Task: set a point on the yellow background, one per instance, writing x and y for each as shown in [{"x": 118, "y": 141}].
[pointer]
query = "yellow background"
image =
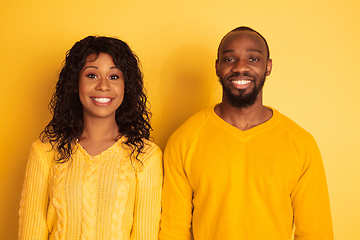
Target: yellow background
[{"x": 314, "y": 44}]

> [YOUR INSTRUCTIONS]
Offset every x and y coordinate in the answers by -6 and reproduce all of the material above, request lines included, with the pictures left out.

> [REPLY]
Task: set a point on the yellow background, one per instance, writing x and y for each as shown in [{"x": 118, "y": 141}].
[pointer]
query = "yellow background"
image =
Target: yellow background
[{"x": 308, "y": 38}]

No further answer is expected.